__AIM__: Copy out every line of the records below word for word, without adding, dropping, or changing anything.

☆ ☆ ☆ ☆ ☆

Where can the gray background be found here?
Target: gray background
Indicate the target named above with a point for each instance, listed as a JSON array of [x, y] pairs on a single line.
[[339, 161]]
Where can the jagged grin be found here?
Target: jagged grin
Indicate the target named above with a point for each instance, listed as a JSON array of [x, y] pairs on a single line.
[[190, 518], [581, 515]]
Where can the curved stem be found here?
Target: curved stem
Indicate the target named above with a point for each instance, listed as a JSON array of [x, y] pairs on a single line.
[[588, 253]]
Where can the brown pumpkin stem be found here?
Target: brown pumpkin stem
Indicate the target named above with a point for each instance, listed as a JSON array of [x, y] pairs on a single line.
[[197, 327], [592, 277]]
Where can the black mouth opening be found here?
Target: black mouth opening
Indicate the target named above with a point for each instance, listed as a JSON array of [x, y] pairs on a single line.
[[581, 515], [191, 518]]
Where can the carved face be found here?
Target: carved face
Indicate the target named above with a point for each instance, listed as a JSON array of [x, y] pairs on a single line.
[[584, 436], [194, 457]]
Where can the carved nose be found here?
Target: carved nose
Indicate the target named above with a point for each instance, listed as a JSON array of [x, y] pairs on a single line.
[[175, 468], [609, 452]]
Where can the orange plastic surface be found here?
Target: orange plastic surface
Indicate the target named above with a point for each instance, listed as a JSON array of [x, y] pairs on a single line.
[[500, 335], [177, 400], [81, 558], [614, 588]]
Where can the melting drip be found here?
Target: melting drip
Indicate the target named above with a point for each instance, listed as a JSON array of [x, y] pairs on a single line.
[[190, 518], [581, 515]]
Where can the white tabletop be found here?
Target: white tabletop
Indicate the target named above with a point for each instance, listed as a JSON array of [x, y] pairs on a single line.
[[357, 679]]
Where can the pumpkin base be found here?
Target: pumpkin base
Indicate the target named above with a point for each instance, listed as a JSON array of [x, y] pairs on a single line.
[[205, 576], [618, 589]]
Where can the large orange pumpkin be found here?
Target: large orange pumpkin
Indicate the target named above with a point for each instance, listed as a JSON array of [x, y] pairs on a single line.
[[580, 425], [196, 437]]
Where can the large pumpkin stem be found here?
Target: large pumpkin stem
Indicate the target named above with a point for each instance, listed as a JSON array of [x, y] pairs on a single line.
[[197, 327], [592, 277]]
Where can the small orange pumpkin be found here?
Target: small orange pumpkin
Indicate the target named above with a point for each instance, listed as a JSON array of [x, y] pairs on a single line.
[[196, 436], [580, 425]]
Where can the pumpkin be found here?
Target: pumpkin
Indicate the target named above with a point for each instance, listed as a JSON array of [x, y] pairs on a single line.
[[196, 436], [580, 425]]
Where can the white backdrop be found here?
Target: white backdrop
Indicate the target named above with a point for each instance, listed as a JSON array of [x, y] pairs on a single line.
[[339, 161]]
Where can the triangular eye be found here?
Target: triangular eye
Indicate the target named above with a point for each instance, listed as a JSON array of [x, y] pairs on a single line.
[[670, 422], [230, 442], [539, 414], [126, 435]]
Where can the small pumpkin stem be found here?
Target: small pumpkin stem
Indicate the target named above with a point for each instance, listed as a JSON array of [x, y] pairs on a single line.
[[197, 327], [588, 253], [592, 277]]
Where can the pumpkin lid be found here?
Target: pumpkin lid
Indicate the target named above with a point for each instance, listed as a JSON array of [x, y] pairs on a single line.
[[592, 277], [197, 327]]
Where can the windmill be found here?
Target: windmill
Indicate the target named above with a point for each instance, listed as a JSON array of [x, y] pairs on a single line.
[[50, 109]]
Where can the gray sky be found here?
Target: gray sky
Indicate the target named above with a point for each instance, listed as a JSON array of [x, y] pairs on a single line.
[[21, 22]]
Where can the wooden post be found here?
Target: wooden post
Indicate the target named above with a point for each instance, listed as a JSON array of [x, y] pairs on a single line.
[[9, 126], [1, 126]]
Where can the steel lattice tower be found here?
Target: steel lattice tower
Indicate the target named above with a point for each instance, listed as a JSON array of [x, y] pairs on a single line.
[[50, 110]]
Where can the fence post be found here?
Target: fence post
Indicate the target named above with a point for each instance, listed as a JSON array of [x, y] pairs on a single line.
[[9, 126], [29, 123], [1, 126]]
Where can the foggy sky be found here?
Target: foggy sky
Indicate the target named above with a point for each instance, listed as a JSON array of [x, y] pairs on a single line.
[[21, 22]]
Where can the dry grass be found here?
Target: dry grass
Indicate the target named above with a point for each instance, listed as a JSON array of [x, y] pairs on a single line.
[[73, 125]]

☆ ☆ ☆ ☆ ☆

__SOLUTION TO THIS EXERCISE__:
Where can the gray background be found here?
Target: gray background
Indicate the target named above with a point for each instance, listed as a JSON array of [x, y] pairs on a single line.
[[339, 161]]
Where can the jagged grin be found here?
Target: jagged grin
Indicate the target named above with a point for each instance, listed as a JSON array of [x, y] pairs on a single line.
[[190, 518], [581, 515]]
Where can the curved stem be found here?
Target: curved stem
Indicate the target named above with a point for each instance, listed as a JSON array of [x, y] pairs on a single line.
[[588, 253]]
Where can the brown pumpkin stem be found here?
Target: brown pumpkin stem
Indicate the target named above with a point for each instance, listed as a JSON array of [x, y] pairs on a single line.
[[197, 327], [592, 277]]
Where can the black mouth opening be found here?
Target: black mouth opening
Indicate the target named above with a point for each instance, listed as a JSON array of [x, y] pairs on a single line.
[[581, 515], [191, 518]]
Where can the carved face be found here?
Target: carved face
Indicate the target named above with a point for each instance, listed as a JSON array of [x, y] pairs on a single line.
[[584, 436], [194, 457]]
Where can the carved nose be found here?
Target: carved nose
Indicate the target named above with a point for each instance, listed as a JSON array of [x, y] pairs on a single line.
[[175, 468], [609, 452]]
Where can the orange plastic surface be found here?
Target: orange plastic surface
Indicate the target named above with a point for each instance, listed as a JSON array of [x, y] pairs on a single line.
[[500, 335], [177, 400], [81, 558], [614, 588]]
Where can the melting drip be found here?
Target: melting drip
Indicate the target named above with a point for each instance, listed as a JSON array of [x, y] pairs on a single line.
[[190, 518], [581, 515]]
Where can the white tabletop be found here?
Target: white tabletop
Indicate the target named above with a point for each instance, listed as a JSON array of [x, y] pairs on a single line.
[[357, 679]]
Where can the pumpkin base be found here?
Target: pumpkin base
Indicate the target named above with a point for each instance, listed as a JSON array of [x, y] pairs on a single line.
[[205, 576], [618, 589]]
Where can the large orange pumpkin be found here?
Target: large orange pumpkin
Indicate the target named above with a point for each instance, listed as a JSON array of [x, y] pairs on a single line.
[[580, 425], [196, 437]]
Where can the large pumpkin stem be found here?
Target: large pumpkin stem
Indicate the target named above with a point for each instance, listed as a JSON array of [x, y] pairs on a single line.
[[197, 327], [592, 277]]
Where can the small orange pumpkin be found here?
Target: small orange pumpkin
Indicate the target named above with a point for each instance, listed as a JSON array of [x, y] pairs on a single line.
[[196, 436], [580, 425]]
Where can the pumpkin be found here?
Target: pumpkin
Indicate the target named above with a point for each instance, listed as a JSON array of [x, y] pairs on a single line.
[[196, 436], [580, 425]]
Where can the white backdrop be found here?
Target: white backdrop
Indicate the target named above with a point for each instance, listed as a JSON array of [x, y] pairs on a single line.
[[339, 161]]
Where can the triangular eye be found here?
Target: triangular eye
Indicate the target named above with a point for each instance, listed as a JSON array of [x, y] pairs on a single line.
[[670, 422], [230, 442], [539, 414], [126, 435]]
Where can the small pumpkin stem be found here?
Target: small pumpkin stem
Indicate the target named above with a point for each instance, listed as a JSON array of [x, y] pairs on a single line.
[[197, 327], [588, 253], [592, 277]]
Where can the pumpkin lid be found here?
Target: pumpkin lid
Indicate the target named above with a point for each instance, listed as a JSON array of [x, y] pairs on a single line.
[[592, 277], [197, 327]]
Where can the windmill be found here?
Target: windmill
Indicate the target named above with a point for each instance, listed as a JSON array of [x, y] pairs on a single line.
[[50, 109]]
Where can the gray sky be found here?
Target: gray sky
Indicate the target named above with a point for each instance, listed as a JSON array of [x, y] pairs on a single line.
[[21, 22]]
Where can the wooden post be found here?
Target: wooden post
Indicate the target named above with a point for each instance, listed as a JSON array of [x, y] pairs on a single line.
[[9, 126], [1, 126]]
Where can the steel lattice tower be found here?
Target: steel lattice tower
Indicate the target named above with a point for each instance, listed as a JSON array of [x, y] pairs on a single line.
[[50, 110]]
Where can the fence post be found here?
Target: fence post
Indicate the target named above with a point for each instance, listed as a JSON array of [x, y] pairs on a single line.
[[9, 126], [29, 123], [1, 126]]
Where can the foggy sky be found here?
Target: foggy sky
Indicate the target named above with a point for each instance, listed as a JSON array of [x, y] pairs on a single line.
[[21, 22]]
Where can the dry grass be found here?
Target: dry grass
Indicate the target named above with a point for each instance, listed as a JSON array of [x, y] pairs on a single line.
[[73, 125]]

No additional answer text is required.